**Task statement**
Every line with the word "dark" in it should be extracted from the data that follows.

Stored data

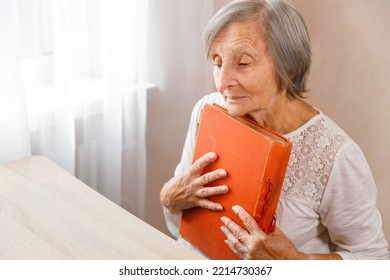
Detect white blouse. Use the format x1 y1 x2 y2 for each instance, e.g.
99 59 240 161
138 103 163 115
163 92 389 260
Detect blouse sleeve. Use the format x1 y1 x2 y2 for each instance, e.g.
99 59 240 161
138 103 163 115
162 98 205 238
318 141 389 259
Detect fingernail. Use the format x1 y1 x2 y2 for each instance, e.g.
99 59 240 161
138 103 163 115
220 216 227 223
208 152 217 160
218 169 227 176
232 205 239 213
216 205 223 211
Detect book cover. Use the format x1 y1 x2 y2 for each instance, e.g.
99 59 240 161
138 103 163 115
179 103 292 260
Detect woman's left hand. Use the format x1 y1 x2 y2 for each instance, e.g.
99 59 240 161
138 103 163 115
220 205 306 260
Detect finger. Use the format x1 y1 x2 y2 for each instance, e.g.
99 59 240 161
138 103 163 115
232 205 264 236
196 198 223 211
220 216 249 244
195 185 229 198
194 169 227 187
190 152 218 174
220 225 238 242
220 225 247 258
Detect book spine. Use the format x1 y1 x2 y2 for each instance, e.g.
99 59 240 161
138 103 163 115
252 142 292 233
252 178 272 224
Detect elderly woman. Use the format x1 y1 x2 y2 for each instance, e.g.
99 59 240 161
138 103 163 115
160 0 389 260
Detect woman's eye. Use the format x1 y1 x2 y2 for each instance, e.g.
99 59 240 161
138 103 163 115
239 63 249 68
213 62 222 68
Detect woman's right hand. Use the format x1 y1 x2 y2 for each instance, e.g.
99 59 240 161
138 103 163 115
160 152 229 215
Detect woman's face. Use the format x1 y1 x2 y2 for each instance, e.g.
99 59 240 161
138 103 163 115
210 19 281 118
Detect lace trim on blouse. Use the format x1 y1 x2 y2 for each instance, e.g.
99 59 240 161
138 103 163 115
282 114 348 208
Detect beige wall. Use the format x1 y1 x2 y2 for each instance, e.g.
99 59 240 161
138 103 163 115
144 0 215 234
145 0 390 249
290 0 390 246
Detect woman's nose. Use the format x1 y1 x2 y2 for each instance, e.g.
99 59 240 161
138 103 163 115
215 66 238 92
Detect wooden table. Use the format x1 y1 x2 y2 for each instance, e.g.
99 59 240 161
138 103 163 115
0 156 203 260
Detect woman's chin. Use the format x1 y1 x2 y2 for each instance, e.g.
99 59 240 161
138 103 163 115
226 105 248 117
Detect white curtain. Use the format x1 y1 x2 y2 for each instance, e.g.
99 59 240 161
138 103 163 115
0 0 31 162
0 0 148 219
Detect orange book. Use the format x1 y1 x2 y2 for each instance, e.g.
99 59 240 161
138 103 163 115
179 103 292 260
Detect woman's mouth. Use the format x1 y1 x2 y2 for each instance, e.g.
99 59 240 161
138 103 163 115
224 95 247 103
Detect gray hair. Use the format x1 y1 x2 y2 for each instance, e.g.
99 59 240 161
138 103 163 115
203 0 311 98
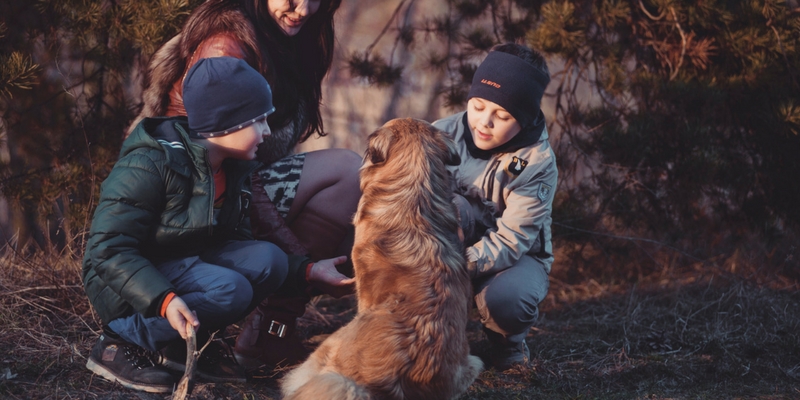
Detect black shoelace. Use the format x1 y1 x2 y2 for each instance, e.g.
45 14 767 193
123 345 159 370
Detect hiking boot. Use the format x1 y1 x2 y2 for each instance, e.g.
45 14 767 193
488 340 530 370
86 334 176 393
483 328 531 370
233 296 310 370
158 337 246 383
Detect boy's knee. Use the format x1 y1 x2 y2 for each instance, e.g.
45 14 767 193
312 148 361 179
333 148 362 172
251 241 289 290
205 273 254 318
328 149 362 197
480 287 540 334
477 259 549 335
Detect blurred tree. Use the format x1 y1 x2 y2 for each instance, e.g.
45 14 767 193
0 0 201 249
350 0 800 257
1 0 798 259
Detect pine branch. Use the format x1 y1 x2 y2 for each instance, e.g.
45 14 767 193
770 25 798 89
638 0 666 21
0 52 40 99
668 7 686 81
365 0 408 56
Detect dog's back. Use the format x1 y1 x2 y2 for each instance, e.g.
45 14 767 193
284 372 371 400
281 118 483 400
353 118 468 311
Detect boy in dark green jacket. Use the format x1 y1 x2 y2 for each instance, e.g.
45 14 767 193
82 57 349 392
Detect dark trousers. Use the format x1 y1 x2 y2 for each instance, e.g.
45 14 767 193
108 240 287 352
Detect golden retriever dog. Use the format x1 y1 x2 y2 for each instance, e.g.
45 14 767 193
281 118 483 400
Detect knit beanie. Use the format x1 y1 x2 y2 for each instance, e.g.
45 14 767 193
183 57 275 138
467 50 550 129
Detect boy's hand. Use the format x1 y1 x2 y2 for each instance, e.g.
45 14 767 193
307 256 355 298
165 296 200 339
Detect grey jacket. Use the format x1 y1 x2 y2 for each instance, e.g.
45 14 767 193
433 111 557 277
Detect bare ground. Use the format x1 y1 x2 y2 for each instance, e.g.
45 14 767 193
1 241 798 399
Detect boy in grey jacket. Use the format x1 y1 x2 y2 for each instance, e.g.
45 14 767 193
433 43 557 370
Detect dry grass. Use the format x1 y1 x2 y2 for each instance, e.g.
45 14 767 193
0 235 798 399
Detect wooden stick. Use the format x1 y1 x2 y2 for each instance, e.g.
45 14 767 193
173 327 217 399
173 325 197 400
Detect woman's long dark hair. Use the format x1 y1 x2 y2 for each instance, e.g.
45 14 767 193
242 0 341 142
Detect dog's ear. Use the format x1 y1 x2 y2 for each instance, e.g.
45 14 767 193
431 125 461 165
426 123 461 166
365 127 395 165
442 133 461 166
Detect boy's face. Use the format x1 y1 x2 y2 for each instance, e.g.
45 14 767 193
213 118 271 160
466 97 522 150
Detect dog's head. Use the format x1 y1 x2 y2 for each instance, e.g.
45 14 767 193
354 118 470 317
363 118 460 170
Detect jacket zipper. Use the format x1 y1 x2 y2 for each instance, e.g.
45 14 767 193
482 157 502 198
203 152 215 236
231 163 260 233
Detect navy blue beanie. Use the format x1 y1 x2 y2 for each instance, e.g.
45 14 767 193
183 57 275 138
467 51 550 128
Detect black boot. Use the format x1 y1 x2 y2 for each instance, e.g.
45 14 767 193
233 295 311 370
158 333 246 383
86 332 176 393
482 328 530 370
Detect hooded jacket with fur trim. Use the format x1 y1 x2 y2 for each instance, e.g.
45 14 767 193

**Answer below**
Detect boy in dark green jacket. Use the format x1 y1 x2 y2 for each instance, e.g.
Detect dark trousers. Use the format x1 y1 x2 y2 for each instance, e.g.
Detect woman's long dark hair. Use the format x1 y1 x2 y2 for each instance, e.g.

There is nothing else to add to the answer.